→ EXERCISE PROMPT
What lines below hold the string "flip"? Copy them all.

→ EXCERPTED RECORDS

----------

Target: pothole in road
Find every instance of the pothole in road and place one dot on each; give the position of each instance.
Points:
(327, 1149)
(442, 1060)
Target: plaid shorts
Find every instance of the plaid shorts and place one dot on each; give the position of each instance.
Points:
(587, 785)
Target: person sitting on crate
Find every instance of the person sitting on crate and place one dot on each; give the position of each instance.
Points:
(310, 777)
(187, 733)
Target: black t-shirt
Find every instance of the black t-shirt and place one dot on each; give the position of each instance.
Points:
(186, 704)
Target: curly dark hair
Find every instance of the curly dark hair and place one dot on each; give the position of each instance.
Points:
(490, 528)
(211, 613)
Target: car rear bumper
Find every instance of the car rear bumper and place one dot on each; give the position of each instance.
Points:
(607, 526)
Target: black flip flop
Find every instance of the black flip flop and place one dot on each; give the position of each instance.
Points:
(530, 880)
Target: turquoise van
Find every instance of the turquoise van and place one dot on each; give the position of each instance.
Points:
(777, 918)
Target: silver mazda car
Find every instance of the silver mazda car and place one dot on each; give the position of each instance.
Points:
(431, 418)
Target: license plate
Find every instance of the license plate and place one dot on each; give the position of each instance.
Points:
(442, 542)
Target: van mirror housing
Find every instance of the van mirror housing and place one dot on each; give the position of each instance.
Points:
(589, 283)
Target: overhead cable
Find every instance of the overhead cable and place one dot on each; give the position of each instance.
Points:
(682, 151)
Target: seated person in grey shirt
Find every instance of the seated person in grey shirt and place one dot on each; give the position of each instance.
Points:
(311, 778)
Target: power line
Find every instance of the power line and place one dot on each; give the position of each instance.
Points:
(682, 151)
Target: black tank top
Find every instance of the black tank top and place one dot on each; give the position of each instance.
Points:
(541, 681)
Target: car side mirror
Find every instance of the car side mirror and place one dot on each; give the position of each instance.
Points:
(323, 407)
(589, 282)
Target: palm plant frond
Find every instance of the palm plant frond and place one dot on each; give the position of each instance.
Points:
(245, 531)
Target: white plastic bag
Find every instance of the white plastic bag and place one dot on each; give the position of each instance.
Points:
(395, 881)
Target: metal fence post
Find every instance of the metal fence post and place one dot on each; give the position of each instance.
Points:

----------

→ ANSWER TO THIS TASK
Target: black flip flop
Find every instance of the black flip flop and place one dot on each; give the position of each instance.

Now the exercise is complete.